__Set task 1__. In the forum thread below about feeding barf to puppies, list every post header, each with its username and date.

__Supplied text__.
⟨

# Barf for Puppies



## Les (Nov 16, 2009)

Hi All,
Jenson arrives in just a few weeks and since it is over two years ago since our cocker Bentley arrived, I need to retrain myself on everything puppies. 

Bentley was already barf fed from the breeder so I have always maintained a part barf (organic frozen roles) part kibble diet. I know that the breeder of Jenson is not feeding a barf diet. How should I introduce this to his diet when he arrives home?

Thanks so much 
Jensons Mum


----------



## jas (Mar 31, 2009)

Just slowly at a time mixing about 10% into the food at first and then upping it over a week., I've just introduced it to my 8 month old pup had no problems!


----------



## Les (Nov 16, 2009)

...great thanks.


----------



## grahama (May 4, 2009)

⟩

(Image entries for named regions)
⟨

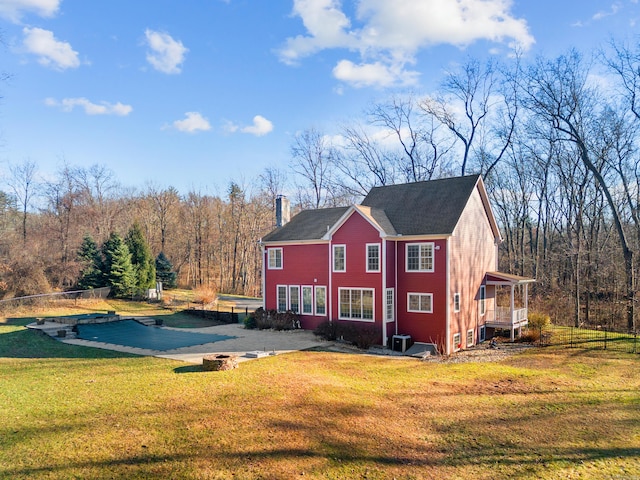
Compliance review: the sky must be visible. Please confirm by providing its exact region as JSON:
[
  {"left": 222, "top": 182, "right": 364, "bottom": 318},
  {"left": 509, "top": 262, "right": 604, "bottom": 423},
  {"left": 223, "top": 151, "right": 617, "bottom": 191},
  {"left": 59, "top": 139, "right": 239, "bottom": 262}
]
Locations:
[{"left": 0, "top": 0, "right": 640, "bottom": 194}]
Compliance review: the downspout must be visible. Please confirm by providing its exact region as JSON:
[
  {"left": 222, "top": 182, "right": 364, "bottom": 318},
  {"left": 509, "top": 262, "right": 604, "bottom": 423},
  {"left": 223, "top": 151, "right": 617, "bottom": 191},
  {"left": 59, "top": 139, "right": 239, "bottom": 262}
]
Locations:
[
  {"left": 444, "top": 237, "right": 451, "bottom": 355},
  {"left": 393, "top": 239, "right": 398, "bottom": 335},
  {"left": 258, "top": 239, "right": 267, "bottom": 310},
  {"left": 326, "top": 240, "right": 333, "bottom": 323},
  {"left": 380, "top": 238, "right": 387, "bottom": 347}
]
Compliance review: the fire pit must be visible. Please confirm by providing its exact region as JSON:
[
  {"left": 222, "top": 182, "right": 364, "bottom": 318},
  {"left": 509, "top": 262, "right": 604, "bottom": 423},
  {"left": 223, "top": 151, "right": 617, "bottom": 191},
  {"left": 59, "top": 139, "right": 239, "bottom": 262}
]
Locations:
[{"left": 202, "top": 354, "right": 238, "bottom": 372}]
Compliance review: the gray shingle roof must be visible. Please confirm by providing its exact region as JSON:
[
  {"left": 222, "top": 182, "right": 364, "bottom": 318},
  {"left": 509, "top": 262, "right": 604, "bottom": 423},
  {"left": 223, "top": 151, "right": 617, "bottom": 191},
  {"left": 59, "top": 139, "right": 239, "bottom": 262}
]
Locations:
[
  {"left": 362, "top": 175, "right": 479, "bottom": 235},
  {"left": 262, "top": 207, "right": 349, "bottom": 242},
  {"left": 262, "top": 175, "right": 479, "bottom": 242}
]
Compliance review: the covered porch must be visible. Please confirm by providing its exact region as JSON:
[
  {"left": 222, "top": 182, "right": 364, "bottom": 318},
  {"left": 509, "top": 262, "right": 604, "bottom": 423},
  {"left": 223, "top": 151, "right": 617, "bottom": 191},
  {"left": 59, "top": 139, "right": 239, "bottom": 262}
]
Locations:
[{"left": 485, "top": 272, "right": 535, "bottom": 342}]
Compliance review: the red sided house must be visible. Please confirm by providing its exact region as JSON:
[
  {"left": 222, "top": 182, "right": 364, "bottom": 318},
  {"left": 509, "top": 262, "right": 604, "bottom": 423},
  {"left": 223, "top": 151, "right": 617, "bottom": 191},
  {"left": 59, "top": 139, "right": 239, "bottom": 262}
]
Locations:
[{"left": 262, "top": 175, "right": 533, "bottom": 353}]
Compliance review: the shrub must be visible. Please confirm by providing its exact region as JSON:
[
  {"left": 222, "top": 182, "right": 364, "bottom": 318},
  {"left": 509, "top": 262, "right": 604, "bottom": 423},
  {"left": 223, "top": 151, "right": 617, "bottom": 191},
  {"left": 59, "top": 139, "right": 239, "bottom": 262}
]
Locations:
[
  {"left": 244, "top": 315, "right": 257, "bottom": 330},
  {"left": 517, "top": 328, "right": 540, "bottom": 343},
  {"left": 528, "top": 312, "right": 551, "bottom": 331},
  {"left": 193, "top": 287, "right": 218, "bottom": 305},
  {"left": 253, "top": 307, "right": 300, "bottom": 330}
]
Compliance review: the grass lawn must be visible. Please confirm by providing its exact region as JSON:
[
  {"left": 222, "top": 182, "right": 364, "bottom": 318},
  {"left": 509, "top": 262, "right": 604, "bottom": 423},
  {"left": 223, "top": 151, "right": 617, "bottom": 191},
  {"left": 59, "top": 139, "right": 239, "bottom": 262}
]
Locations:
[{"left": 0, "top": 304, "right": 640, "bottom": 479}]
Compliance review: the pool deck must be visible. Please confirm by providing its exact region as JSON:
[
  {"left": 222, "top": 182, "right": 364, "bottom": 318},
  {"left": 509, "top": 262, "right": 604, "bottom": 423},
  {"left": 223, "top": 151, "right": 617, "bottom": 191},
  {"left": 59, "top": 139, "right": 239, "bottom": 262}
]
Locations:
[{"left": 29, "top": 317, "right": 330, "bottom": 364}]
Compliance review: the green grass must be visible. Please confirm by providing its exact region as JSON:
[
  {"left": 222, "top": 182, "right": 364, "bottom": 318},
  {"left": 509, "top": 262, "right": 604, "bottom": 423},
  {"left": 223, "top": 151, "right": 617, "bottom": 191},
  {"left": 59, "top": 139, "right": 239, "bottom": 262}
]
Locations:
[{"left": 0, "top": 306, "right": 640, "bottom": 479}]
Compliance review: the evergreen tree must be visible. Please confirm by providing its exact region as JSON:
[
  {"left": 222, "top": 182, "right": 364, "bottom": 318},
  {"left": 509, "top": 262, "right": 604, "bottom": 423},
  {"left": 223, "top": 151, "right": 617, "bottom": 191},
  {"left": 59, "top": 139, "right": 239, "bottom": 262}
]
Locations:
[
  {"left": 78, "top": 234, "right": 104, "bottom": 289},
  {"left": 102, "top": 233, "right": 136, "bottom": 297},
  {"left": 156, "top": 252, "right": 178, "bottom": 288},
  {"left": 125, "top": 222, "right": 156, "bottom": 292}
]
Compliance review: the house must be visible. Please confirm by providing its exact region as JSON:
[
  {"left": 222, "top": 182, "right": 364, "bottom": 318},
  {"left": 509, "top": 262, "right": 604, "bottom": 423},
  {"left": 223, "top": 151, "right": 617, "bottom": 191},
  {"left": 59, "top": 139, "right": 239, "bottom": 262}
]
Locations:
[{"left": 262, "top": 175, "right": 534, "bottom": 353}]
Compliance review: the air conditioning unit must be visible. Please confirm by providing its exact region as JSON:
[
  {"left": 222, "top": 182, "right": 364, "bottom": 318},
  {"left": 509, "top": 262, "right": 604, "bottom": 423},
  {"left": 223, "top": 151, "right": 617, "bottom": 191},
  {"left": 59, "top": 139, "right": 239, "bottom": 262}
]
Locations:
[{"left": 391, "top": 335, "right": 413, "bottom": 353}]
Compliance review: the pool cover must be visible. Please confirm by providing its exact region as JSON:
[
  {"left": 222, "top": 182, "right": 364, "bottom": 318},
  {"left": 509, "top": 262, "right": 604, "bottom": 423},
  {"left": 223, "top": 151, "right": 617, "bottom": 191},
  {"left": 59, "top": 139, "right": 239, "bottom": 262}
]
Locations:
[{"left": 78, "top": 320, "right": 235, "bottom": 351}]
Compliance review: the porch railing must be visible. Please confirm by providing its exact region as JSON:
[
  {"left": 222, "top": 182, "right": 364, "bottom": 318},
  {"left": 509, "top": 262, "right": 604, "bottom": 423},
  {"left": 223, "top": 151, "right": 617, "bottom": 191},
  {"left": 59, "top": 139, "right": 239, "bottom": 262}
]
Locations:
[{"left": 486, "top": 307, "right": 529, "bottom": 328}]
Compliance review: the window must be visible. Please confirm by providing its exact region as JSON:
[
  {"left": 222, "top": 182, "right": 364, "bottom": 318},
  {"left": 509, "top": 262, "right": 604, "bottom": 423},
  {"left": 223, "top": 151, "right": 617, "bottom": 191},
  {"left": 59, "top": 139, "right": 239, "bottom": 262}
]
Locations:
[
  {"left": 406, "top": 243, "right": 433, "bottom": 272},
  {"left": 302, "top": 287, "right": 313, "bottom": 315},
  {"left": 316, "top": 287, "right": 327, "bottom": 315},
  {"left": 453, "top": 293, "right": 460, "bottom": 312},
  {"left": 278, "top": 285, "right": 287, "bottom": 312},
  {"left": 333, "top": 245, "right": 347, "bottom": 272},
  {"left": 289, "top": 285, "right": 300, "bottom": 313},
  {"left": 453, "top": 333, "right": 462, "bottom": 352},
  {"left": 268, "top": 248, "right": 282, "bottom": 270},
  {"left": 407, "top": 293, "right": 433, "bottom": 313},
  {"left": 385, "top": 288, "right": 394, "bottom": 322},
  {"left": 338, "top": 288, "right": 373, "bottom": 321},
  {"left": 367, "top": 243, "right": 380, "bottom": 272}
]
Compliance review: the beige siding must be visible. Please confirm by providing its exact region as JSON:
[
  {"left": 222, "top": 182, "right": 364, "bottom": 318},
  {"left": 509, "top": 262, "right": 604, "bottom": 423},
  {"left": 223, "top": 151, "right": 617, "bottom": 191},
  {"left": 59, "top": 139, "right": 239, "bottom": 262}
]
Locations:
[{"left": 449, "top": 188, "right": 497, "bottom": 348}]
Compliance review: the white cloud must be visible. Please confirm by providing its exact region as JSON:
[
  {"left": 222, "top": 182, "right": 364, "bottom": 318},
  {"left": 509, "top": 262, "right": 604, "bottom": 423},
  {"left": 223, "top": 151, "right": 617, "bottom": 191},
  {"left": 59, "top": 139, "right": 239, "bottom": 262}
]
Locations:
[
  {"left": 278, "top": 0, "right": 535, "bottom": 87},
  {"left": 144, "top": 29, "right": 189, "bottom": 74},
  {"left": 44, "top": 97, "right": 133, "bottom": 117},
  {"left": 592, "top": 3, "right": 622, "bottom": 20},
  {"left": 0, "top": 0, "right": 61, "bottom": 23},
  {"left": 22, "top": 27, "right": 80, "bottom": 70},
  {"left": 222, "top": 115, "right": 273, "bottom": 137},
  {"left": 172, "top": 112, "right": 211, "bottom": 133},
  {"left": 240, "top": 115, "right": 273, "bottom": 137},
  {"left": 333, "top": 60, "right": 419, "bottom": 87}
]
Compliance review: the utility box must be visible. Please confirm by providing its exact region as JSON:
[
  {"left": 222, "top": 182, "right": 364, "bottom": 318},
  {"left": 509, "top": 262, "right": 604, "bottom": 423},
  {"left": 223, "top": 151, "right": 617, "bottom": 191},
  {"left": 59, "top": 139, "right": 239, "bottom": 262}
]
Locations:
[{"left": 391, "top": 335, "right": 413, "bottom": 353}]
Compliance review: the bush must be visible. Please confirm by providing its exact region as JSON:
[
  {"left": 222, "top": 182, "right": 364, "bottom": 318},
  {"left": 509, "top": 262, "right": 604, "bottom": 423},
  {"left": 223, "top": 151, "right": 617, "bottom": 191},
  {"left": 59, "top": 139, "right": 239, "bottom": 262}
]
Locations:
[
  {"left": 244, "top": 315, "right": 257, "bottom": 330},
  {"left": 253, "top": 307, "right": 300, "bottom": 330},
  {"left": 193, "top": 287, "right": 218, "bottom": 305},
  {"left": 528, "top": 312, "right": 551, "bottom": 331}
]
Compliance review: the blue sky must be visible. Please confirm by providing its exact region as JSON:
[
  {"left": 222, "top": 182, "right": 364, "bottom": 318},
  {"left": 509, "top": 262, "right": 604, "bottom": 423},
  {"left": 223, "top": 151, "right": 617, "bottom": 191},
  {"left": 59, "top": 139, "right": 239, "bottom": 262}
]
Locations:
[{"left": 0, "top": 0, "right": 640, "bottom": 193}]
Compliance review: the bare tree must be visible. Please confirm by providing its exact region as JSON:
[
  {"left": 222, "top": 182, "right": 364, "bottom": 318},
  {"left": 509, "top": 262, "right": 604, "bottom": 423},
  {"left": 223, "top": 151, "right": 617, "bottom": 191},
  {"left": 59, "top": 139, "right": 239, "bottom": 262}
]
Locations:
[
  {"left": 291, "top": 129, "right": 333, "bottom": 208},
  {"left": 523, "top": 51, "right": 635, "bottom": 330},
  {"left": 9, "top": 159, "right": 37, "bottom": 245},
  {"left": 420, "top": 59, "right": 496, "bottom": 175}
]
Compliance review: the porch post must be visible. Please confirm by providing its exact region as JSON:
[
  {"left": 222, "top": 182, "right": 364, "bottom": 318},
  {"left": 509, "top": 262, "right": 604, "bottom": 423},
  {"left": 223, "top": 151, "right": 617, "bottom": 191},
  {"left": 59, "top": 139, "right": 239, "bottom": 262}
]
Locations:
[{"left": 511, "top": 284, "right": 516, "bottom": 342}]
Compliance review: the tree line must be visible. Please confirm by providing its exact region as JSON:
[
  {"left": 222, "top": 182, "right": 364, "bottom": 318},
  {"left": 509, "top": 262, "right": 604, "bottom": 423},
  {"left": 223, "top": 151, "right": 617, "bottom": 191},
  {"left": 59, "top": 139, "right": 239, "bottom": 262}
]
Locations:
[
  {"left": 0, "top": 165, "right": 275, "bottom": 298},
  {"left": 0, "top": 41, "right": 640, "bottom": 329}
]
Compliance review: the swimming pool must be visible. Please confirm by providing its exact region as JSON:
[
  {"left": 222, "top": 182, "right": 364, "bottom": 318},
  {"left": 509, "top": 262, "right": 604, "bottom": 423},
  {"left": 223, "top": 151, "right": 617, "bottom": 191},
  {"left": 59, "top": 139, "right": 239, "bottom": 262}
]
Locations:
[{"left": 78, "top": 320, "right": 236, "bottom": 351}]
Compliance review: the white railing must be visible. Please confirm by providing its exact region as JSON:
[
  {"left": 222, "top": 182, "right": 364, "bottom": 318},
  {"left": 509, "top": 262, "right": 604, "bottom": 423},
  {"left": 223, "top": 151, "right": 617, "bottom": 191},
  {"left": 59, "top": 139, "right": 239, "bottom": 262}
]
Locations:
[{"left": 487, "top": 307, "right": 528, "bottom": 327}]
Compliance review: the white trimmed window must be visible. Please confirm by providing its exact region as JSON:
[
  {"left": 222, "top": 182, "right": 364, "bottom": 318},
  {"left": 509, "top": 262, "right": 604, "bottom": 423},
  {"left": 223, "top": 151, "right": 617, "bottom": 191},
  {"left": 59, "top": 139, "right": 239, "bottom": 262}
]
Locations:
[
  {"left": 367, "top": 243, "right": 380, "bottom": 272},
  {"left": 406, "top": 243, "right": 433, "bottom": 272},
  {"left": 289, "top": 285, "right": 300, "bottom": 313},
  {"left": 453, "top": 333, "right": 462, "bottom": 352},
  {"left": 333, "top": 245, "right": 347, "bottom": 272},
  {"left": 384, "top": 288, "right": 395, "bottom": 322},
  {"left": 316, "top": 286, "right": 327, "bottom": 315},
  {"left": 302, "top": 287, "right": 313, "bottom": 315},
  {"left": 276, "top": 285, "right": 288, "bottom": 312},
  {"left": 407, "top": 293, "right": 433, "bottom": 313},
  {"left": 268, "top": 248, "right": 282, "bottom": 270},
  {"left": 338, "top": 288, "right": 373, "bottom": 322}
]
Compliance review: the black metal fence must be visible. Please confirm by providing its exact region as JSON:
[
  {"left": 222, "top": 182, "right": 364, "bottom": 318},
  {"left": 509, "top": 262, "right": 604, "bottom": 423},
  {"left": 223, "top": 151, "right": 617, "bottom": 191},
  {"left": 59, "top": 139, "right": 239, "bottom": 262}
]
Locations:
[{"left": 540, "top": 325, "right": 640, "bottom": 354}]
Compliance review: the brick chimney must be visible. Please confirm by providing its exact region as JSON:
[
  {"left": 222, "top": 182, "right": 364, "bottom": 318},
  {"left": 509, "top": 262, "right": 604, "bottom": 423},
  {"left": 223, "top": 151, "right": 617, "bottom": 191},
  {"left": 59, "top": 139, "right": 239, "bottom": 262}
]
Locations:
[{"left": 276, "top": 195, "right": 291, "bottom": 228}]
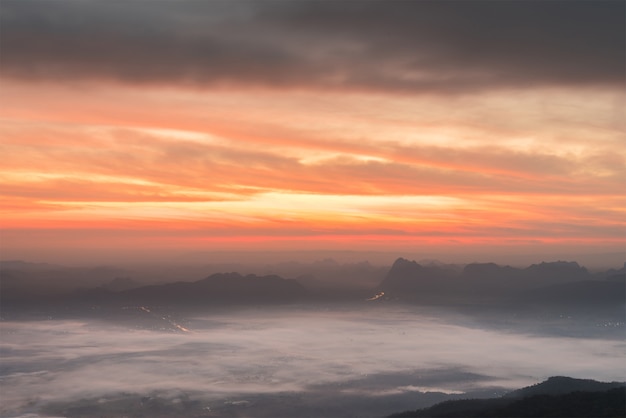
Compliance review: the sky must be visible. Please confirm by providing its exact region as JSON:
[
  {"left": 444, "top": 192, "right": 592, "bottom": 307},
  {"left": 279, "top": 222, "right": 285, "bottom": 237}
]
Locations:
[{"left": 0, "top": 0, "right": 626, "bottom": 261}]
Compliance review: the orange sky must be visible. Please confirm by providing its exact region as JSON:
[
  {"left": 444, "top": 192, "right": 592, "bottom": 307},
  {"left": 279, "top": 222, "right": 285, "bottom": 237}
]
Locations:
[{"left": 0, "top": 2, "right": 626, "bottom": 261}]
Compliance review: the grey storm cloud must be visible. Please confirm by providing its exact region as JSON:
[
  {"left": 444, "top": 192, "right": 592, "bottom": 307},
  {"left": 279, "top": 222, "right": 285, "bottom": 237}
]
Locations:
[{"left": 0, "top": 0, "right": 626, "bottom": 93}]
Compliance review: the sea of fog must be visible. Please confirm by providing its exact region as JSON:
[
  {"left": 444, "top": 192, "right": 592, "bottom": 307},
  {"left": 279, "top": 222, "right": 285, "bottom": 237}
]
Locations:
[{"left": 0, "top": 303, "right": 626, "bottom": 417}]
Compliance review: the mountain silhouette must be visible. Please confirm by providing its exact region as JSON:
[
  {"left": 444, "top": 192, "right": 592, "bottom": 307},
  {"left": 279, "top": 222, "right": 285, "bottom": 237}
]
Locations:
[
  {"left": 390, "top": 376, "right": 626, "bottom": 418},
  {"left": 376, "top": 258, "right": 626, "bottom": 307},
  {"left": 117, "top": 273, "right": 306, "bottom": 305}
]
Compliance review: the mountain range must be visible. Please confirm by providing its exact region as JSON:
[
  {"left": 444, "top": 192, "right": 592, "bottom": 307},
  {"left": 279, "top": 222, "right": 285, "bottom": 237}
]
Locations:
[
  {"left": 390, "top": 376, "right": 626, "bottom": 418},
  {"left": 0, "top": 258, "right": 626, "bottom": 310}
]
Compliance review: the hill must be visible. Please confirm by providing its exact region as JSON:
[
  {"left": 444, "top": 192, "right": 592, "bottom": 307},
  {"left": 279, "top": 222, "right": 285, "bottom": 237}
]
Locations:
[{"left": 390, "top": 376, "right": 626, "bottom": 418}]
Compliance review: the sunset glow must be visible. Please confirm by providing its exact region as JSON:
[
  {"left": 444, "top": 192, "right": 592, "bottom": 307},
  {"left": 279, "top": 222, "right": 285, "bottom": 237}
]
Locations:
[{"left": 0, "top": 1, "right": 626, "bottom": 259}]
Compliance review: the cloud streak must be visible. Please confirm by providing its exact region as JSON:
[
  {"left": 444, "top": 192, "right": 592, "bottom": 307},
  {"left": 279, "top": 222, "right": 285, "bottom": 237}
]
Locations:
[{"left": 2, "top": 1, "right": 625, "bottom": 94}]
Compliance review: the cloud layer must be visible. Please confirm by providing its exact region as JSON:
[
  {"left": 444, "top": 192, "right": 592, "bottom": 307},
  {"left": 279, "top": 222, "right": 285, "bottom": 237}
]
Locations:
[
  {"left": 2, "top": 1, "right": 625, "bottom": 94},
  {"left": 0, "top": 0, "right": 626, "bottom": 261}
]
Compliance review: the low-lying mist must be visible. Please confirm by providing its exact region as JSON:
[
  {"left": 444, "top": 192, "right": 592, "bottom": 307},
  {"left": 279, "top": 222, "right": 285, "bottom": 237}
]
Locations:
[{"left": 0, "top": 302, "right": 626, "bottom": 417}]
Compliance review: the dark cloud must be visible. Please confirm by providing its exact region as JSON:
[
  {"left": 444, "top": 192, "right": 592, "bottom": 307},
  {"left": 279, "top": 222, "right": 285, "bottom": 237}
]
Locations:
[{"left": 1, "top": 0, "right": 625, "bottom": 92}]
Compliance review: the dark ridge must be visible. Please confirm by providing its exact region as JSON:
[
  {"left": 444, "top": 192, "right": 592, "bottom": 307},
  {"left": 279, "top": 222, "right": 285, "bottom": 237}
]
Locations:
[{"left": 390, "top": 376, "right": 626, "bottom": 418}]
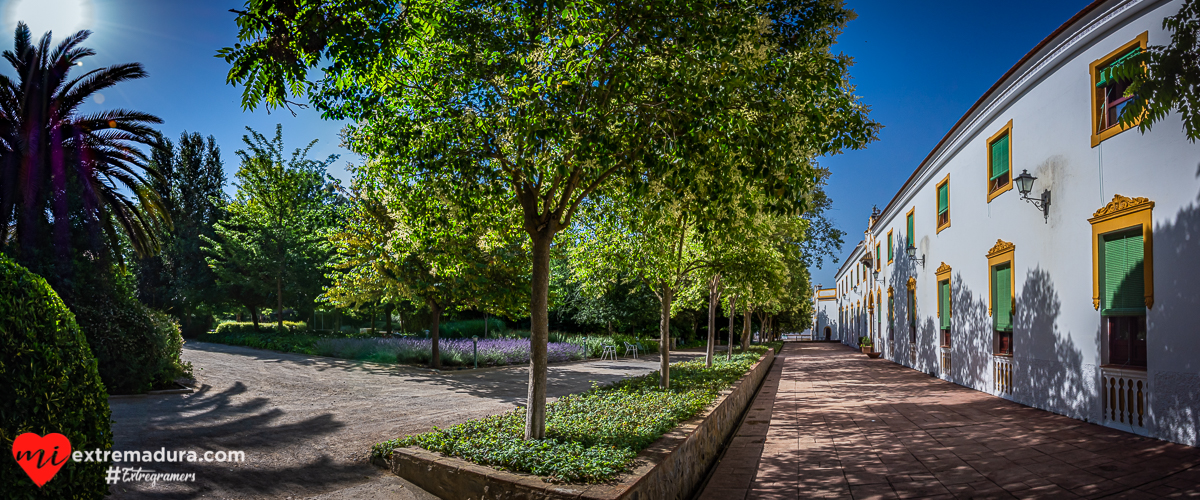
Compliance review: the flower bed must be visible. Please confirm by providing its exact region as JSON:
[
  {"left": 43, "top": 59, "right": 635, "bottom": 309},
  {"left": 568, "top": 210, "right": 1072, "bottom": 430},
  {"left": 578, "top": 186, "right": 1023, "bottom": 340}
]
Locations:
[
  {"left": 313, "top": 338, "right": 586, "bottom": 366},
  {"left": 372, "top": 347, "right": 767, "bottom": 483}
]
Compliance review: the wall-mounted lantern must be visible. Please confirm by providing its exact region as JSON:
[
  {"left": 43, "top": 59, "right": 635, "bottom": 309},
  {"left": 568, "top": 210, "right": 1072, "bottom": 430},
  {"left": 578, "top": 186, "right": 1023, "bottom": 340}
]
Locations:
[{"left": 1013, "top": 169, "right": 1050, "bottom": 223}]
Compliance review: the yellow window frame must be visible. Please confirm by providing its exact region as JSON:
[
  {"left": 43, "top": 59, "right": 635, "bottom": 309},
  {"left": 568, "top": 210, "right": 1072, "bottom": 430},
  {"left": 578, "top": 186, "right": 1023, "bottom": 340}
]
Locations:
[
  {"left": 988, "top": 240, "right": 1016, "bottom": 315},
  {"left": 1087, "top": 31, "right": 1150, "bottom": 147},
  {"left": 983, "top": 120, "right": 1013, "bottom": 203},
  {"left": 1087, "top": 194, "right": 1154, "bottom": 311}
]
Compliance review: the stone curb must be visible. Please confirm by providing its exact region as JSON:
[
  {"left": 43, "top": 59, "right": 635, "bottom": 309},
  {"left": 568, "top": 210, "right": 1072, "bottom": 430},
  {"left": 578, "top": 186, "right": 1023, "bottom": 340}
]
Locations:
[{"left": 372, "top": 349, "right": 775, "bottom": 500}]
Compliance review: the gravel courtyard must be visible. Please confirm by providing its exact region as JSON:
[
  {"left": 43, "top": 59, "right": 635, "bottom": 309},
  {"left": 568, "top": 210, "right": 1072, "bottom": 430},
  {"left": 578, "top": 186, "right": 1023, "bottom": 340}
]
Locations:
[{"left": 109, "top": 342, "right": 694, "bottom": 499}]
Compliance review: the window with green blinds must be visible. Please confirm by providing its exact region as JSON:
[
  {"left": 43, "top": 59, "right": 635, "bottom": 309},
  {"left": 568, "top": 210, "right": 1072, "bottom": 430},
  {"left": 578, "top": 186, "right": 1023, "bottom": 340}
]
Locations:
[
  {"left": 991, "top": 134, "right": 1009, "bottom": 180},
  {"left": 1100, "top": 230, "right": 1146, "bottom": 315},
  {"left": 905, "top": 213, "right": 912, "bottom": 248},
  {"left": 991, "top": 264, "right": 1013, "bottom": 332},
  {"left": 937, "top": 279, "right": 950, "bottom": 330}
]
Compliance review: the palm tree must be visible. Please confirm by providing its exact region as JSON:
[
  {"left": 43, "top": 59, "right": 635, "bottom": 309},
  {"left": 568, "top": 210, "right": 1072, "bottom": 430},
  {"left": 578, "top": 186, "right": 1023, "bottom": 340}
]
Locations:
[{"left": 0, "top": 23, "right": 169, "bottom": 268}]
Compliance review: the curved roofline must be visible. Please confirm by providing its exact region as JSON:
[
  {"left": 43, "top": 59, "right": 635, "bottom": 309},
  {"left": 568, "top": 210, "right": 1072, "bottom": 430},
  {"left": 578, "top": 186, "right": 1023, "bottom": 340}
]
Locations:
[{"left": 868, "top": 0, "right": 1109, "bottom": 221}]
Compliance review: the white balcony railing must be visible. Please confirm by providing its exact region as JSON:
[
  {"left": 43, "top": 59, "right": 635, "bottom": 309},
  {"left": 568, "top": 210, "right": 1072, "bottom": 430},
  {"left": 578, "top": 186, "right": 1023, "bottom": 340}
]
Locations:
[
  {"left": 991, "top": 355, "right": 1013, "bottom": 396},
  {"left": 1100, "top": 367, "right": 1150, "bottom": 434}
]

⟩

__Set task 2__. Pick out every line of the records above that contains the word "mountain".

__Correct response 1__.
Les (Nov 16, 2009)
jas (Mar 31, 2009)
Les (Nov 16, 2009)
grahama (May 4, 2009)

__Correct response 2__.
Compliance review: the mountain silhouette must be visible. Please confirm by providing its exact region as JSON:
Compliance review: the mountain range must be visible. Please confirm by providing its exact region as JSON:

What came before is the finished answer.